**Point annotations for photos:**
-------

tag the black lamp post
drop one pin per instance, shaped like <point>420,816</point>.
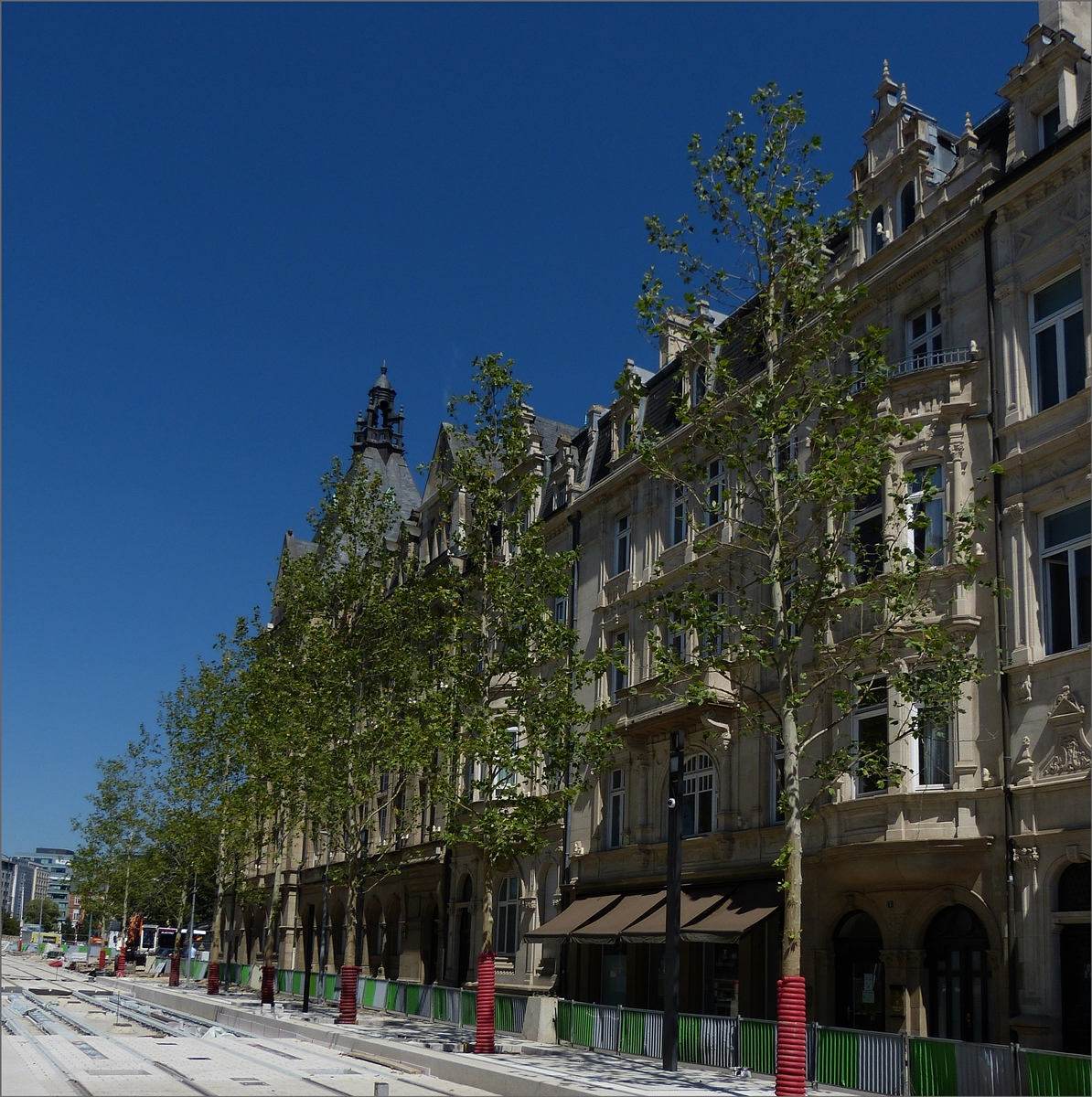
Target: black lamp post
<point>674,900</point>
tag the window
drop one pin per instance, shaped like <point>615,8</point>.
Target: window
<point>619,676</point>
<point>714,493</point>
<point>675,635</point>
<point>926,514</point>
<point>870,732</point>
<point>876,239</point>
<point>626,434</point>
<point>908,206</point>
<point>616,807</point>
<point>1049,121</point>
<point>1058,340</point>
<point>697,795</point>
<point>508,936</point>
<point>679,515</point>
<point>934,751</point>
<point>925,339</point>
<point>621,544</point>
<point>777,782</point>
<point>868,537</point>
<point>1065,577</point>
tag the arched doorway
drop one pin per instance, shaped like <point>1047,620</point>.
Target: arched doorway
<point>431,941</point>
<point>956,947</point>
<point>466,899</point>
<point>859,975</point>
<point>1075,893</point>
<point>392,952</point>
<point>373,920</point>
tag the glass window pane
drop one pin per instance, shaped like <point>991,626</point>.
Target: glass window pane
<point>1046,361</point>
<point>1070,525</point>
<point>1074,339</point>
<point>1056,297</point>
<point>1082,569</point>
<point>1056,574</point>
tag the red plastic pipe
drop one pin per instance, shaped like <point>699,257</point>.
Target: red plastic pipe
<point>487,987</point>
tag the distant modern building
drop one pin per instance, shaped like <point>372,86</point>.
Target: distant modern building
<point>59,867</point>
<point>25,882</point>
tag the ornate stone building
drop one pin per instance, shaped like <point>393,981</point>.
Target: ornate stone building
<point>954,902</point>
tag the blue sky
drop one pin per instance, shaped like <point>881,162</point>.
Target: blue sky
<point>219,218</point>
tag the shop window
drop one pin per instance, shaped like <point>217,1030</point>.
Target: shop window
<point>679,515</point>
<point>908,206</point>
<point>697,795</point>
<point>1067,570</point>
<point>956,948</point>
<point>870,734</point>
<point>859,975</point>
<point>926,502</point>
<point>618,676</point>
<point>926,338</point>
<point>616,807</point>
<point>867,547</point>
<point>621,544</point>
<point>508,935</point>
<point>1048,123</point>
<point>1058,340</point>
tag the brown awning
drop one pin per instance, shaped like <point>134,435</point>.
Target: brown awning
<point>746,906</point>
<point>607,928</point>
<point>692,906</point>
<point>575,915</point>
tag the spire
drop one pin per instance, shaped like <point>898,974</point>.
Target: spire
<point>380,427</point>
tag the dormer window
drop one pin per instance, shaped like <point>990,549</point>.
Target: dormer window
<point>876,234</point>
<point>908,206</point>
<point>1049,121</point>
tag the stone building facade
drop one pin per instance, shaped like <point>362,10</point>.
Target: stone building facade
<point>955,902</point>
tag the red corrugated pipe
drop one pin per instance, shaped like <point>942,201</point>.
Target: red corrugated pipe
<point>347,1012</point>
<point>791,1037</point>
<point>487,985</point>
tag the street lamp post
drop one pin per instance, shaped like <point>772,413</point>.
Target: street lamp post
<point>674,900</point>
<point>322,928</point>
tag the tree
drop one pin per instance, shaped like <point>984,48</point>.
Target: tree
<point>504,681</point>
<point>796,607</point>
<point>110,861</point>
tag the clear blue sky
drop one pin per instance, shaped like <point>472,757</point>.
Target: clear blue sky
<point>219,218</point>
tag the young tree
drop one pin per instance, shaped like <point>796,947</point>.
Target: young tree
<point>795,606</point>
<point>504,679</point>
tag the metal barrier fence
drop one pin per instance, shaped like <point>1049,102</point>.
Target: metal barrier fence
<point>892,1063</point>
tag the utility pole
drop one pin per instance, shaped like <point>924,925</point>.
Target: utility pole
<point>674,900</point>
<point>322,928</point>
<point>189,939</point>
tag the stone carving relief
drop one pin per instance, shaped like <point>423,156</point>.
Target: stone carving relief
<point>1065,728</point>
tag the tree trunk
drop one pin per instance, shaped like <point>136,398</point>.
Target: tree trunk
<point>487,971</point>
<point>218,935</point>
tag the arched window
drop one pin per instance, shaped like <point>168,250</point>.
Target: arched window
<point>876,230</point>
<point>959,976</point>
<point>908,206</point>
<point>1075,893</point>
<point>859,975</point>
<point>508,936</point>
<point>698,795</point>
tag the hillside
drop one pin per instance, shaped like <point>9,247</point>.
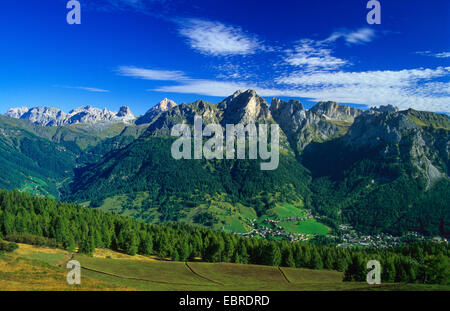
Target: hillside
<point>380,170</point>
<point>386,174</point>
<point>35,268</point>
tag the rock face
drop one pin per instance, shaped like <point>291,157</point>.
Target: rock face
<point>164,105</point>
<point>49,116</point>
<point>244,107</point>
<point>397,134</point>
<point>324,121</point>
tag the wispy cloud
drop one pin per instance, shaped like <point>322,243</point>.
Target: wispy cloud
<point>367,78</point>
<point>359,36</point>
<point>412,88</point>
<point>151,74</point>
<point>438,55</point>
<point>84,88</point>
<point>313,56</point>
<point>317,55</point>
<point>405,89</point>
<point>217,39</point>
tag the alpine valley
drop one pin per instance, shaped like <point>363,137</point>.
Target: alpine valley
<point>377,171</point>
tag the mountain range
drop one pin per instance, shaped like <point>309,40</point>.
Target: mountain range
<point>381,170</point>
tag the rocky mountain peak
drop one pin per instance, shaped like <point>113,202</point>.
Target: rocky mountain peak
<point>244,107</point>
<point>50,116</point>
<point>385,108</point>
<point>154,112</point>
<point>16,112</point>
<point>165,105</point>
<point>333,111</point>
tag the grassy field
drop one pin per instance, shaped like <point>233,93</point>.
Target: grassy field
<point>40,268</point>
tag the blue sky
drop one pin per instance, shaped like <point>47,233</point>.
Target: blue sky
<point>136,52</point>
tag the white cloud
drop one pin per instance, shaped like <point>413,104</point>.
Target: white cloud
<point>151,74</point>
<point>438,55</point>
<point>404,89</point>
<point>442,55</point>
<point>84,88</point>
<point>217,39</point>
<point>366,78</point>
<point>91,89</point>
<point>313,56</point>
<point>359,36</point>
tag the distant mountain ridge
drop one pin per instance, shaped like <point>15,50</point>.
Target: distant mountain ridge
<point>381,170</point>
<point>49,116</point>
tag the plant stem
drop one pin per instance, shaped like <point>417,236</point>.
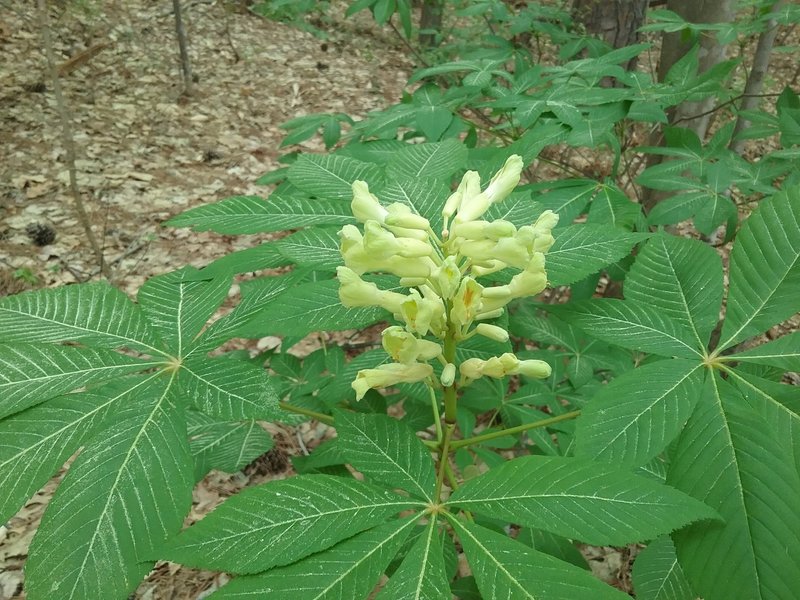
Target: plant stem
<point>513,430</point>
<point>436,417</point>
<point>444,453</point>
<point>306,412</point>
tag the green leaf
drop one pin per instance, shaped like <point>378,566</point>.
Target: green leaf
<point>433,121</point>
<point>256,294</point>
<point>657,574</point>
<point>504,569</point>
<point>331,176</point>
<point>421,575</point>
<point>728,457</point>
<point>225,447</point>
<point>633,418</point>
<point>386,450</point>
<point>32,373</point>
<point>91,313</point>
<point>178,309</point>
<point>437,160</point>
<point>128,490</point>
<point>229,389</point>
<point>776,402</point>
<point>282,521</point>
<point>316,247</point>
<point>611,205</point>
<point>682,279</point>
<point>308,307</point>
<point>579,499</point>
<point>554,545</point>
<point>425,197</point>
<point>765,269</point>
<point>630,325</point>
<point>38,441</point>
<point>568,201</point>
<point>250,214</point>
<point>581,250</point>
<point>783,353</point>
<point>349,569</point>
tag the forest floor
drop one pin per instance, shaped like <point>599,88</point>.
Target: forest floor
<point>146,152</point>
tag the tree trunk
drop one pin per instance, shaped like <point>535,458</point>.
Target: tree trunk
<point>431,19</point>
<point>615,21</point>
<point>675,45</point>
<point>186,65</point>
<point>755,80</point>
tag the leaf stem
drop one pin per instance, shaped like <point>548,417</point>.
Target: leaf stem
<point>444,454</point>
<point>306,412</point>
<point>513,430</point>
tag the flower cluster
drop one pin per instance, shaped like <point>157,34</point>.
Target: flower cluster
<point>444,299</point>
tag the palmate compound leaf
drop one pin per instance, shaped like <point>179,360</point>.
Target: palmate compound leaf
<point>313,306</point>
<point>657,574</point>
<point>33,373</point>
<point>280,522</point>
<point>179,308</point>
<point>331,176</point>
<point>387,451</point>
<point>250,214</point>
<point>92,313</point>
<point>582,250</point>
<point>682,278</point>
<point>347,571</point>
<point>36,442</point>
<point>728,457</point>
<point>631,325</point>
<point>776,402</point>
<point>579,499</point>
<point>422,574</point>
<point>128,490</point>
<point>633,418</point>
<point>506,569</point>
<point>436,160</point>
<point>229,389</point>
<point>764,269</point>
<point>225,447</point>
<point>783,353</point>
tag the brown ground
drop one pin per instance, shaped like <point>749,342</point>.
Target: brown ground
<point>145,153</point>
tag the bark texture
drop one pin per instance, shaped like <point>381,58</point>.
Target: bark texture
<point>674,46</point>
<point>615,21</point>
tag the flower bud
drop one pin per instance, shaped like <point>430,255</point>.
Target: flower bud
<point>493,332</point>
<point>448,277</point>
<point>403,347</point>
<point>388,375</point>
<point>466,302</point>
<point>365,206</point>
<point>422,315</point>
<point>533,368</point>
<point>400,215</point>
<point>448,375</point>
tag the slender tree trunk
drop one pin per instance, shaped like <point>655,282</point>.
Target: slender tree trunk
<point>616,21</point>
<point>431,19</point>
<point>186,65</point>
<point>693,115</point>
<point>755,80</point>
<point>66,136</point>
<point>674,46</point>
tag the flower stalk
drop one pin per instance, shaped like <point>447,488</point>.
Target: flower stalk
<point>445,304</point>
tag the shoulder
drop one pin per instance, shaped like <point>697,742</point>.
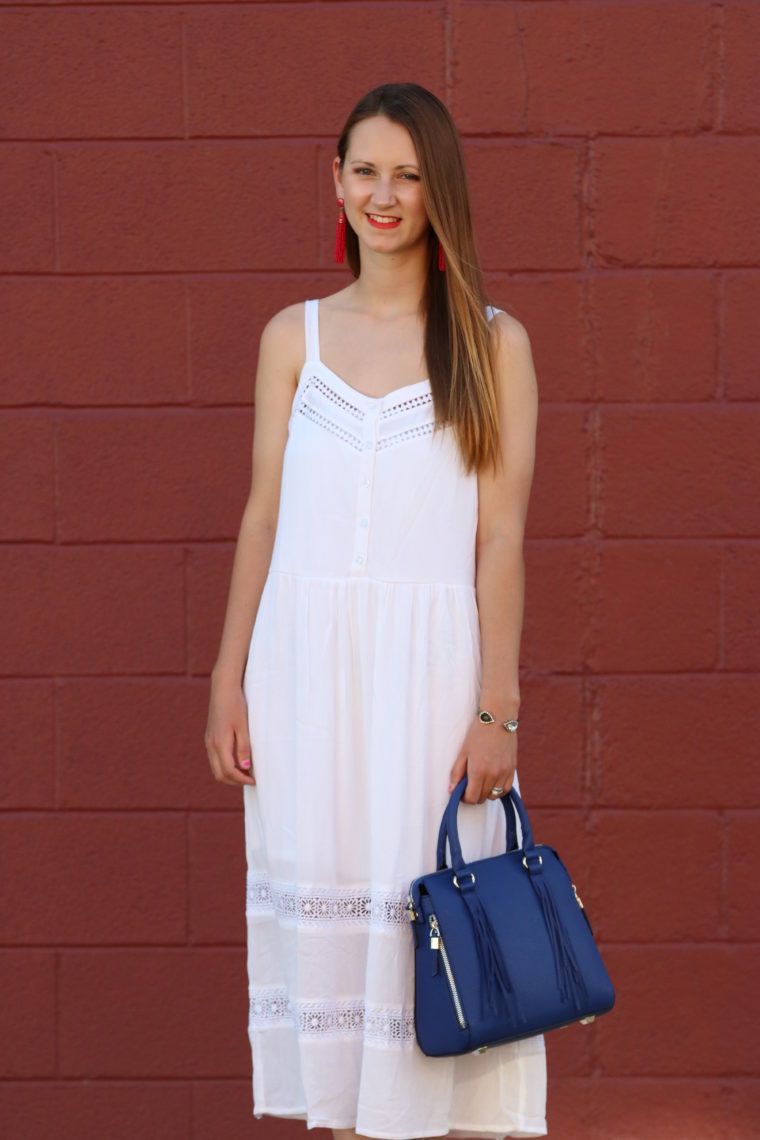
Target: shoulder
<point>285,324</point>
<point>509,334</point>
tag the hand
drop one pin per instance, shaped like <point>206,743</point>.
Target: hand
<point>489,757</point>
<point>227,741</point>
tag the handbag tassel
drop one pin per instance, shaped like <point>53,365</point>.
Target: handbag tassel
<point>570,979</point>
<point>493,971</point>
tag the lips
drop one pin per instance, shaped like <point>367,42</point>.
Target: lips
<point>387,222</point>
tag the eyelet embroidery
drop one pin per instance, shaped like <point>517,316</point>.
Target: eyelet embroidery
<point>271,1007</point>
<point>324,422</point>
<point>324,904</point>
<point>414,401</point>
<point>332,395</point>
<point>409,433</point>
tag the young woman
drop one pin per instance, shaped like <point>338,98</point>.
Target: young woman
<point>375,610</point>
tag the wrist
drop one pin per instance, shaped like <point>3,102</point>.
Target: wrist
<point>504,707</point>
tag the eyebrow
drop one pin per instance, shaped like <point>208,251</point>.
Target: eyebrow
<point>402,165</point>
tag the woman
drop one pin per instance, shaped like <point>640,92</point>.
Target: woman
<point>381,554</point>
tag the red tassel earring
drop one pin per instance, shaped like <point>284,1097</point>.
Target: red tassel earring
<point>340,233</point>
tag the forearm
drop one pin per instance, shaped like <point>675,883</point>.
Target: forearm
<point>500,589</point>
<point>250,568</point>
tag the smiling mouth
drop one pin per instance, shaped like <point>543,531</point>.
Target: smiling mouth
<point>383,219</point>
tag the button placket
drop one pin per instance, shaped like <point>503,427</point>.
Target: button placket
<point>362,515</point>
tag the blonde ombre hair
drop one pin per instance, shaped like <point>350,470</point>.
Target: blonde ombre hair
<point>457,339</point>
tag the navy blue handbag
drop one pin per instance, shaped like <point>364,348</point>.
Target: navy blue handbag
<point>504,947</point>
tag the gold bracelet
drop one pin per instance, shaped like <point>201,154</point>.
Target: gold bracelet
<point>485,717</point>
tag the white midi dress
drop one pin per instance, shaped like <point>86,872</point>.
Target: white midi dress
<point>361,681</point>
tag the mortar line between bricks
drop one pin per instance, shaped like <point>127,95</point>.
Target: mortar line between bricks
<point>722,913</point>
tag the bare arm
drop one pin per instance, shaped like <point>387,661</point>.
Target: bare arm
<point>227,732</point>
<point>489,754</point>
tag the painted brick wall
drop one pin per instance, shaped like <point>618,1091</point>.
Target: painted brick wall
<point>165,187</point>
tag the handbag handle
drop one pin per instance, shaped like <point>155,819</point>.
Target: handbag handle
<point>449,825</point>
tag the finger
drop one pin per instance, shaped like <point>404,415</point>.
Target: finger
<point>458,771</point>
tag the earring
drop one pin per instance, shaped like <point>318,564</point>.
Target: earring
<point>340,233</point>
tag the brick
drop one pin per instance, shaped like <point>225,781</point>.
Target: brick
<point>653,335</point>
<point>181,471</point>
<point>556,605</point>
<point>116,341</point>
<point>659,741</point>
<point>742,335</point>
<point>311,102</point>
<point>225,1108</point>
<point>695,471</point>
<point>92,1109</point>
<point>540,228</point>
<point>642,881</point>
<point>153,1014</point>
<point>554,311</point>
<point>668,1108</point>
<point>27,1042</point>
<point>209,573</point>
<point>132,84</point>
<point>742,857</point>
<point>740,102</point>
<point>109,718</point>
<point>92,878</point>
<point>26,208</point>
<point>550,764</point>
<point>145,206</point>
<point>560,495</point>
<point>217,868</point>
<point>566,1098</point>
<point>655,607</point>
<point>742,607</point>
<point>227,318</point>
<point>26,478</point>
<point>29,778</point>
<point>680,1011</point>
<point>577,67</point>
<point>71,603</point>
<point>662,202</point>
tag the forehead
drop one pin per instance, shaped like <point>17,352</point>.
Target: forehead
<point>378,139</point>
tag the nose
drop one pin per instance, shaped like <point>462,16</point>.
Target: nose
<point>383,195</point>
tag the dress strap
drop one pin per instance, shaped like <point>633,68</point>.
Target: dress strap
<point>312,330</point>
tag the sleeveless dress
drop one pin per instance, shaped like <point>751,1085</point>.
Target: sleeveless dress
<point>361,681</point>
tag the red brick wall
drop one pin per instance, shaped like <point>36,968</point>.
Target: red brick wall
<point>165,187</point>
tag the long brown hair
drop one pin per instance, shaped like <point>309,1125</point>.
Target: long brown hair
<point>457,339</point>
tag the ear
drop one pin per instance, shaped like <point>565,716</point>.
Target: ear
<point>336,177</point>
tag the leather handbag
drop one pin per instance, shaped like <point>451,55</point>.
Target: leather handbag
<point>504,947</point>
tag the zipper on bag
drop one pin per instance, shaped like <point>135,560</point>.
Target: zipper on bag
<point>436,946</point>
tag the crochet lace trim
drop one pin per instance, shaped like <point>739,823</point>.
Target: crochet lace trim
<point>271,1007</point>
<point>316,904</point>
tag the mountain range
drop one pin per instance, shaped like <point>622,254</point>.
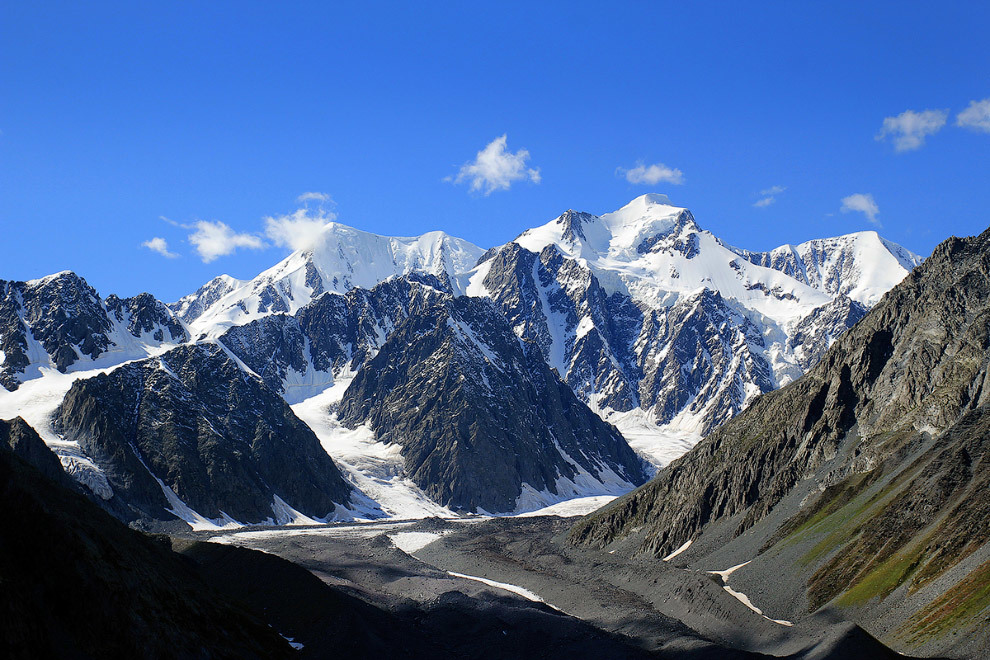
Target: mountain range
<point>439,377</point>
<point>858,490</point>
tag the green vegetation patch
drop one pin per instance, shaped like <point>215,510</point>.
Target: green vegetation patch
<point>957,608</point>
<point>886,577</point>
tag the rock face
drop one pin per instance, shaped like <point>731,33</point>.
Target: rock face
<point>60,320</point>
<point>867,477</point>
<point>191,425</point>
<point>478,417</point>
<point>300,355</point>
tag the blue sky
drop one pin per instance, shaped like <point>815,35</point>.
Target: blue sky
<point>114,116</point>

-------

**SHORT TASK:** Write out, exactly as given, the line containing "tag the crochet lace trim" and every line after it through the end, with no pictures.

**WORKED ANSWER:**
tag the crochet lace trim
drop one pin per instance, shaped like <point>739,823</point>.
Target: crochet lace trim
<point>271,1007</point>
<point>316,904</point>
tag the mountain range
drop one pin per instance, shaped like <point>622,254</point>.
Target: mountain range
<point>439,377</point>
<point>858,490</point>
tag the green vegetation patch
drop one pin per instance, shaped like <point>215,510</point>.
Target: green vegetation patch
<point>957,608</point>
<point>886,577</point>
tag the rock face
drop one pin per instance, shaped like <point>731,33</point>.
Target: rock face
<point>60,320</point>
<point>867,477</point>
<point>191,425</point>
<point>478,417</point>
<point>300,355</point>
tag the blue sky
drop one pin per instance, shaped like <point>815,35</point>.
Target: blue sky
<point>114,116</point>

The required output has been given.